# Activity:
Write out the data exactly, keeping every line.

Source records
<<<<

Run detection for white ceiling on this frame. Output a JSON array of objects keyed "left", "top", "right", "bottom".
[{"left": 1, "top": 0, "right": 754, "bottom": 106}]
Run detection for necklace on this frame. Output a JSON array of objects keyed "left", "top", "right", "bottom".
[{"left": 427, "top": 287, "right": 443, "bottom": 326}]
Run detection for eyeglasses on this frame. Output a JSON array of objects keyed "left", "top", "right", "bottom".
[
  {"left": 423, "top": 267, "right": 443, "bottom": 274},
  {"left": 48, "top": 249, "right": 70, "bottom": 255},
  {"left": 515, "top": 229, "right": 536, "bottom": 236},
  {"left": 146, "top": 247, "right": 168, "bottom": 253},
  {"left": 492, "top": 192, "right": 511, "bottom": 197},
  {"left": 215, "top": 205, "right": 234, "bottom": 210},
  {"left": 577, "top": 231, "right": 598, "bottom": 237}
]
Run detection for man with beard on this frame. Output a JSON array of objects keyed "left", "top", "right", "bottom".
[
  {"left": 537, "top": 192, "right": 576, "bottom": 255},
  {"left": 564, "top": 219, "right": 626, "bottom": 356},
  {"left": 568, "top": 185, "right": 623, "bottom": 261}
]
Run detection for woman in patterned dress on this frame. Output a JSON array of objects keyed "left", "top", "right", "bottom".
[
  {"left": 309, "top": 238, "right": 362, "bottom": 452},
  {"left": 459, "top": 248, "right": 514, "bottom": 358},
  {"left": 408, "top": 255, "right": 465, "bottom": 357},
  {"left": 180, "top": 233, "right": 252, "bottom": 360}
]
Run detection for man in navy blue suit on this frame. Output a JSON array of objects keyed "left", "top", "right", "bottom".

>>>>

# Answer section:
Run detection for white ceiling on this frame. Output a JSON array of objects keyed "left", "top", "right", "bottom".
[{"left": 1, "top": 0, "right": 754, "bottom": 106}]
Run detection for necklace on this frame. Output a JSON array of objects keyed "left", "top", "right", "bottom".
[{"left": 427, "top": 287, "right": 443, "bottom": 326}]
Run detection for eyeglasses on this frame. Output a JSON array of objects keyed "left", "top", "right", "bottom".
[
  {"left": 423, "top": 267, "right": 443, "bottom": 274},
  {"left": 48, "top": 249, "right": 70, "bottom": 255},
  {"left": 515, "top": 229, "right": 536, "bottom": 236},
  {"left": 146, "top": 247, "right": 168, "bottom": 253},
  {"left": 492, "top": 192, "right": 511, "bottom": 197},
  {"left": 215, "top": 205, "right": 234, "bottom": 210},
  {"left": 577, "top": 231, "right": 598, "bottom": 237}
]
Run detection for man with beard on this frame. Output a JSON array of objects keyed "left", "top", "right", "bottom".
[
  {"left": 537, "top": 192, "right": 576, "bottom": 255},
  {"left": 564, "top": 219, "right": 626, "bottom": 356},
  {"left": 568, "top": 185, "right": 623, "bottom": 261}
]
Run detection for woman in patterned dress on this frame. Output a JSON array of objects keyed "left", "top", "right", "bottom".
[
  {"left": 309, "top": 238, "right": 362, "bottom": 452},
  {"left": 459, "top": 248, "right": 514, "bottom": 358},
  {"left": 408, "top": 255, "right": 465, "bottom": 357},
  {"left": 180, "top": 233, "right": 252, "bottom": 360}
]
Run detection for man in navy blue suit on this frame. Output a JSON array of objects keyed "left", "top", "right", "bottom".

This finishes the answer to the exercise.